Emit the data below verbatim, stripping out any pictures.

Point-per-instance localization data:

○ ○ ○ ○

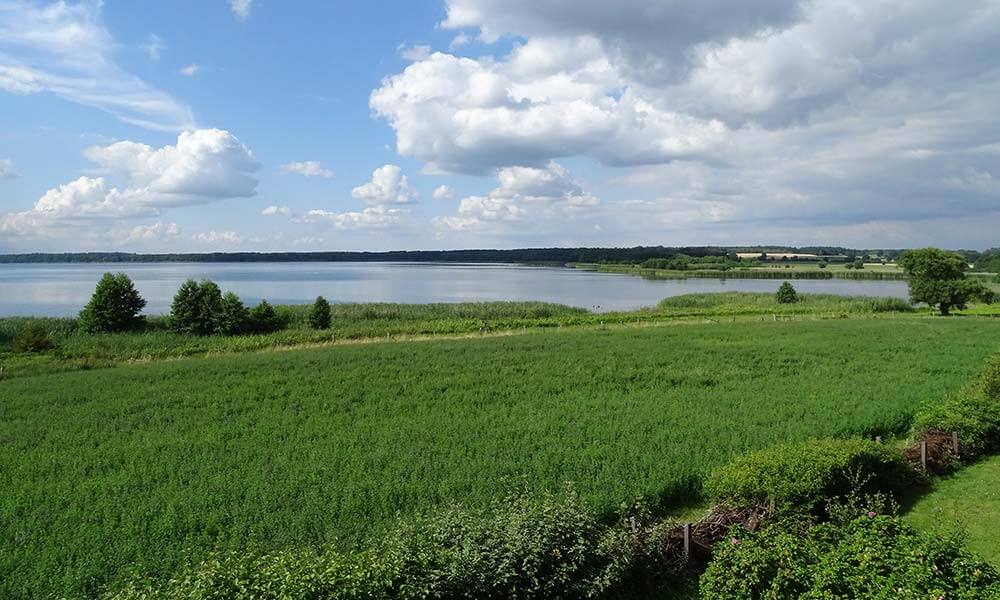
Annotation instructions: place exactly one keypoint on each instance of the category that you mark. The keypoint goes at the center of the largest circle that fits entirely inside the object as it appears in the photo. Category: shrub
(33, 337)
(973, 412)
(319, 314)
(114, 307)
(803, 474)
(787, 294)
(233, 317)
(196, 307)
(264, 319)
(868, 557)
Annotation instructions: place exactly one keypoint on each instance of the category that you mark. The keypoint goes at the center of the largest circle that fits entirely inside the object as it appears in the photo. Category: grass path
(968, 501)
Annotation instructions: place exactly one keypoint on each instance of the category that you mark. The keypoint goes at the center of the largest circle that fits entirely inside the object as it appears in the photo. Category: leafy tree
(196, 307)
(319, 314)
(937, 278)
(264, 319)
(787, 294)
(233, 317)
(115, 306)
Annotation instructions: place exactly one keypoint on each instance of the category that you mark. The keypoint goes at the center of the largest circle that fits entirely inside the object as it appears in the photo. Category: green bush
(973, 412)
(114, 307)
(787, 294)
(319, 314)
(521, 547)
(264, 319)
(233, 317)
(33, 337)
(869, 557)
(804, 474)
(196, 307)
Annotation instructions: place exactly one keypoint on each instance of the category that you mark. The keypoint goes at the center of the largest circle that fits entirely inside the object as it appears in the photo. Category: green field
(138, 467)
(969, 502)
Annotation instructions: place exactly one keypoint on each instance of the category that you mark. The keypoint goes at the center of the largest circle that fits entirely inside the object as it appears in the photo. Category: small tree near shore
(937, 278)
(319, 314)
(787, 294)
(114, 307)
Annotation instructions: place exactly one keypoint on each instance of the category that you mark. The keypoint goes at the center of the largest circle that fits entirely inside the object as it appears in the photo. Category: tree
(937, 278)
(233, 317)
(263, 318)
(115, 306)
(787, 294)
(196, 307)
(319, 314)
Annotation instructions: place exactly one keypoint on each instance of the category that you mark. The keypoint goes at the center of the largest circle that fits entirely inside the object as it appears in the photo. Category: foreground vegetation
(146, 467)
(67, 347)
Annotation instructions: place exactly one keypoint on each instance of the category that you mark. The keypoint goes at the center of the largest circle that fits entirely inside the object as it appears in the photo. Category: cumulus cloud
(157, 232)
(272, 211)
(373, 217)
(204, 166)
(524, 192)
(241, 8)
(443, 192)
(388, 186)
(7, 169)
(66, 50)
(309, 168)
(741, 117)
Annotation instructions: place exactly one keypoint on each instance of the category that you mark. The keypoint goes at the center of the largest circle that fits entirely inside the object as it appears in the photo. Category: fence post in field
(687, 542)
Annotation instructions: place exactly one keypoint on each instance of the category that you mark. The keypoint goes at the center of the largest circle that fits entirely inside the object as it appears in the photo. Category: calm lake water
(62, 289)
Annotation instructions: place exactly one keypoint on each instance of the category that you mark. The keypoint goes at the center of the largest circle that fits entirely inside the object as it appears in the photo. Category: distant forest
(524, 255)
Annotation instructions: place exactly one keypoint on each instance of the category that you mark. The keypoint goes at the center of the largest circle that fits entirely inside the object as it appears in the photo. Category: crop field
(141, 467)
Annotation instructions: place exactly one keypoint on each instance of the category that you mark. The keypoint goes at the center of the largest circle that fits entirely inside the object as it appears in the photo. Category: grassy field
(138, 467)
(968, 501)
(353, 322)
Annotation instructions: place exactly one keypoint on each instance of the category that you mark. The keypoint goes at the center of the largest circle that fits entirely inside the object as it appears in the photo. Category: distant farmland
(137, 467)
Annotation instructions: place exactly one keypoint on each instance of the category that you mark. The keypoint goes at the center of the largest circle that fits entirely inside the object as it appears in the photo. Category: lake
(62, 289)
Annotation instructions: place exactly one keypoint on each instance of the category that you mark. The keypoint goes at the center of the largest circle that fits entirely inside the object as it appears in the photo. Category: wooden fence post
(687, 542)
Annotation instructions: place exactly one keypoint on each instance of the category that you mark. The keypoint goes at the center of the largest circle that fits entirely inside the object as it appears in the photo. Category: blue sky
(264, 125)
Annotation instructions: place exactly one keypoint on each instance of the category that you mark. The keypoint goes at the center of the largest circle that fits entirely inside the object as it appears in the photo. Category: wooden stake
(687, 542)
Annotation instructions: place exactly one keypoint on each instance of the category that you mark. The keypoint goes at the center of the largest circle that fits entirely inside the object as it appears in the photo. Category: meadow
(75, 350)
(142, 467)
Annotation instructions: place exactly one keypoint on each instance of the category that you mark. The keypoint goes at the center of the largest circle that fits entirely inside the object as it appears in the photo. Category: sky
(301, 125)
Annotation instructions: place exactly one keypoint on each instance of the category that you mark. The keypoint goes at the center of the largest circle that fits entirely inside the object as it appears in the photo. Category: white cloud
(309, 168)
(272, 211)
(415, 52)
(373, 217)
(153, 47)
(7, 169)
(66, 50)
(205, 164)
(241, 8)
(443, 192)
(543, 195)
(157, 232)
(388, 186)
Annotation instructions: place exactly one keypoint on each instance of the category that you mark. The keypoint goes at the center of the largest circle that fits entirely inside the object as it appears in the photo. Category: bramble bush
(800, 476)
(973, 412)
(870, 556)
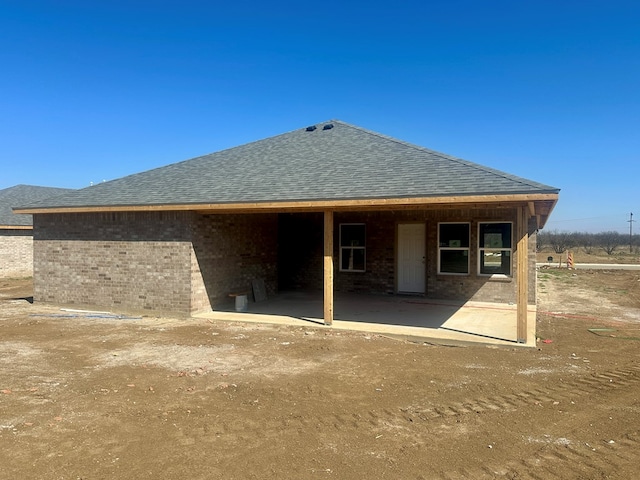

○ ○ ○ ○

▶ **Reply**:
Annotation instructions: place exactly one keypoint on each instance of the category that you mark. The keypoint goes at the center of the largest circle that fits entirely inside the object as it appears in the photo. Category: shrub
(33, 337)
(973, 412)
(319, 314)
(114, 307)
(803, 474)
(787, 294)
(233, 317)
(196, 307)
(264, 319)
(868, 557)
Annotation instructions: place exactly one keypoint on each instance of the category that you mark. The keypoint goes at the center of the largest circle that fits entirely inside the object as it appears in the photo. Category: grass path
(968, 501)
Annotation instructions: place exactly one keypoint on each instance of the category that you mark. The keypoint goes at the center of the largest circle that fits entirely inside the object as it appears in the photo. Category: leafy tree
(196, 307)
(319, 314)
(937, 278)
(264, 319)
(787, 294)
(233, 317)
(115, 306)
Annotation instructions: place exactly one keypoint on each instance of the category that you mark. The keypoint goes at the center of the largest circle that fits entirely inside the object as it appears in the photo. Category: green bush
(973, 412)
(114, 307)
(787, 294)
(319, 314)
(521, 547)
(264, 319)
(233, 317)
(33, 337)
(869, 557)
(804, 474)
(196, 307)
Annotation instructions: place exactly one keypoint on each instance of the category that you mark. The keypoint goes at the center of the largest circle that fits entirely inside the object as it appears in the photo. Category: green field
(138, 467)
(969, 502)
Annotation instructions: place exactly one keypoint on each instance of the category that you mark. The keypoint goes at the center of the largest circle that fits entirely inside the object as it appears in the photo. Category: small tree near shore
(937, 278)
(319, 314)
(787, 294)
(114, 307)
Annotation instructions: place exactly one keypoint on each instance of the category that you mark. The keypoint goes at the center of the largest circle that fits entirely inside the object as it appears in the photo. Category: tree
(937, 278)
(233, 317)
(263, 318)
(115, 306)
(787, 294)
(196, 307)
(319, 314)
Annotation instructions: place exactly one keypoint on each instance of the category that you mark. The keypoint goes at the center of the largest circle that fits entirely inside the object as it appears in the photo. Category: foreground vegetation
(146, 467)
(67, 347)
Annotation instructions: place exactly one keypoint on each instance of the category that you mark. The keypoint goes at the center of the largest circle that fits entirely inside the object as it appears in the photo. Category: cumulus cloud
(157, 232)
(272, 211)
(373, 217)
(204, 166)
(524, 192)
(241, 8)
(443, 192)
(388, 186)
(7, 169)
(66, 50)
(309, 168)
(741, 117)
Annotation instructions: place exactly one keypoint on each instance of the category that you mark. The keypoint goes at the center of the largest circle that fits entirely inside the object as it appears in the photo. Category: fence post in field
(687, 542)
Annotation instructions: place exactly one keypoint on each instance of the category that you mark. The keypoint goes at the center of the largest circle that fits entirely inside the object as it appears in the photo. Category: calm lake water
(62, 289)
Annotation instructions: place exactly one keypoint on each instance of the category that you mark. The keypoint goes at the center of the largest circle that fits entirely inside the object as it appears in the photo. Category: distant forest
(524, 255)
Annotation instructions: place exactly one keypoint on each instance of the category that you mark. The keypoint goes at the center of the largest circle that fits entirely inside the object as it appears in the photo. Category: crop field
(141, 467)
Annotation instructions: place exactly one keypoint on each instance of the category that you mark. The keypoint goes at the center of the largest circle that fits entirely inside the object as it appears in the photo. Category: grassy field
(138, 467)
(968, 501)
(353, 322)
Annotation instructions: place exactly one keypoint on each instance of the category that you mark. The keypoint goes at the center of the largest circle that fits entirely inside the object as it appears in the photo. Category: distant farmland
(137, 467)
Annotation instructions: place exactly one keypoint on each instance of the category that you mark. The keypoint goes at the center of the largest circle that fits entirely inside the object as it appears in the photo. Category: lake
(62, 289)
Annotation instructions: place exactly one keypoint on each instance of the category that you mark. The keypoint goes at the center of the largest circle that fits entirely inside the object as it appears in the photo. Category: wooden fence post
(687, 542)
Annotation instructions: place exactly one keypoint on each instance of the category that you mark. The keypoint goes at the center of the largest circle that fits entirely inside the object as it appears in the photo. Category: blue sky
(264, 125)
Annotation instructions: place exactly one keypoint on each instance of the category that you mark. The keypoint goes at the center of the largest circle that fits entirely inside the object as it appears in the photo. Category: wooden stake
(687, 542)
Annotation instructions: place exactly one keypoint on each instance of the category that you mark. The keypoint goes at the center of the largest circle that fits entirely inside the object as it appears in the photo. Category: meadow
(75, 350)
(142, 467)
Annotation instructions: place exactly one keypoint on each instance of the category that you mark. The keypoint goes at the center of the largest circle that fits entirely inside the object as it appears in the photo. Category: sky
(301, 125)
Annotation instructions: place exactly one keypoint on each instance of the category that you mark. The keypoint goes at the center of the largest circle that fits entirely inside the object as it appears in the photo. Category: white cloud
(309, 168)
(272, 211)
(415, 52)
(373, 217)
(153, 47)
(7, 169)
(66, 50)
(205, 164)
(241, 8)
(443, 192)
(543, 195)
(157, 232)
(388, 186)
Annotation instructions: place exactly one keypoint on each instance of the category that you mark. The keypoint goes at the center of the largest circle that fits entirely inside the object as it appears in the photo. Category: bramble bush
(800, 476)
(973, 412)
(870, 556)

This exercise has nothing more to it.